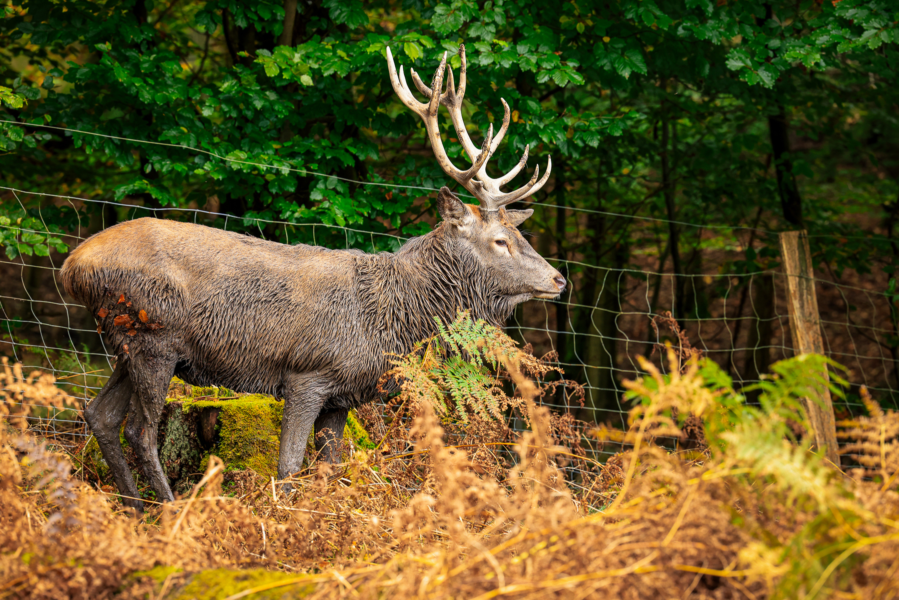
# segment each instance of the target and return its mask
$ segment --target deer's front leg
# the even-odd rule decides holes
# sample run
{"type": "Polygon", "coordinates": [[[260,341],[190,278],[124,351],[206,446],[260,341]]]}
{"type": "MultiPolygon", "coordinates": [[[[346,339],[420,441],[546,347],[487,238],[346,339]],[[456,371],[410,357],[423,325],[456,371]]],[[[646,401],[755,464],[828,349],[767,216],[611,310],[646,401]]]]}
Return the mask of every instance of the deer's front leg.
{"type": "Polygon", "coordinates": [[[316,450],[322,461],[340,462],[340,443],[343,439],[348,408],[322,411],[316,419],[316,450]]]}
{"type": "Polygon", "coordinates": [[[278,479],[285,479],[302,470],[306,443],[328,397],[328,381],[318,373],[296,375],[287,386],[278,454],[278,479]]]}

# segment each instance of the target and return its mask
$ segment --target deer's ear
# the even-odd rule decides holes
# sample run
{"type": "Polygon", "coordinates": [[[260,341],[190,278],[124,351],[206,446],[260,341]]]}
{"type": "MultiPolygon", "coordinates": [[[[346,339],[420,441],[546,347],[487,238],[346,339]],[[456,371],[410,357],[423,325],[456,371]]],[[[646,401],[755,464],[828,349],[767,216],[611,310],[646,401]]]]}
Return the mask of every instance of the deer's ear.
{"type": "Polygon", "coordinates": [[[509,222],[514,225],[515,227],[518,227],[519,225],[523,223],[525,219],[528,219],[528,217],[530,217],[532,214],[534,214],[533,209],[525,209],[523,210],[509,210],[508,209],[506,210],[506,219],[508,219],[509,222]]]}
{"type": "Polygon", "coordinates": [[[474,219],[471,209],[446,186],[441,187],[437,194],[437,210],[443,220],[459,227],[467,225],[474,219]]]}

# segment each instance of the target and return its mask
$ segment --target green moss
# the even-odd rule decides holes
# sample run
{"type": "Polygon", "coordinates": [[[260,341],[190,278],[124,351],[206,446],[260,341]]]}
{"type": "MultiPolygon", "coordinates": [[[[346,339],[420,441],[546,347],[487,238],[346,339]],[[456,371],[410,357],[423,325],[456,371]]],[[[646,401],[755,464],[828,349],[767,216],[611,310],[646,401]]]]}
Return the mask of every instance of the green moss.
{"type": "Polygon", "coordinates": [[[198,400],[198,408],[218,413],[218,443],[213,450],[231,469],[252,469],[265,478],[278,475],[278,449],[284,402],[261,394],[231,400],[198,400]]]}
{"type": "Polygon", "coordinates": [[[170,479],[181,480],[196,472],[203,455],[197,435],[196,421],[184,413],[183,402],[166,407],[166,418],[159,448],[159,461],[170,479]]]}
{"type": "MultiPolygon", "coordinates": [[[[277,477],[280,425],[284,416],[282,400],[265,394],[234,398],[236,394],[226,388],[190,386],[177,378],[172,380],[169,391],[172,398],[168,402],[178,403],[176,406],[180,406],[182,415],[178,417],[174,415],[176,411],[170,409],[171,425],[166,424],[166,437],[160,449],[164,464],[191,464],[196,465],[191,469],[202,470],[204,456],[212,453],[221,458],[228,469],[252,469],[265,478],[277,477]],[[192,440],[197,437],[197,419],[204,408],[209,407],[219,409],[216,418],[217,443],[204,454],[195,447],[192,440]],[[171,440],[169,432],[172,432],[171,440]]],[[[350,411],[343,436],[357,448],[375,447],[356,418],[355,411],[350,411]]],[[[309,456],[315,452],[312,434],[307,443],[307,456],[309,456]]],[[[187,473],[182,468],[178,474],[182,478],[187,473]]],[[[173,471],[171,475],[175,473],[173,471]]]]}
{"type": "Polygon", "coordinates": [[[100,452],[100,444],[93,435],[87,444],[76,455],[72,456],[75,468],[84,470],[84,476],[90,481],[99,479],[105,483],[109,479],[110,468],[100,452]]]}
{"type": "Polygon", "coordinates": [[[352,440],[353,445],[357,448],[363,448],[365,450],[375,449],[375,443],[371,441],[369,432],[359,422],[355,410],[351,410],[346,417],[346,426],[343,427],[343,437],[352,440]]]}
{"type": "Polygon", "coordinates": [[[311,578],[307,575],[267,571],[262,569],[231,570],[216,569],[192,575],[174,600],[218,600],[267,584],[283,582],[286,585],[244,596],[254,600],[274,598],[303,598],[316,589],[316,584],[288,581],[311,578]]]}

__Job__.
List each line of the items above that contains the word "moss". Matching is case-sensitive.

__Written reply__.
$ segment --target green moss
Return the mask of every instance of the green moss.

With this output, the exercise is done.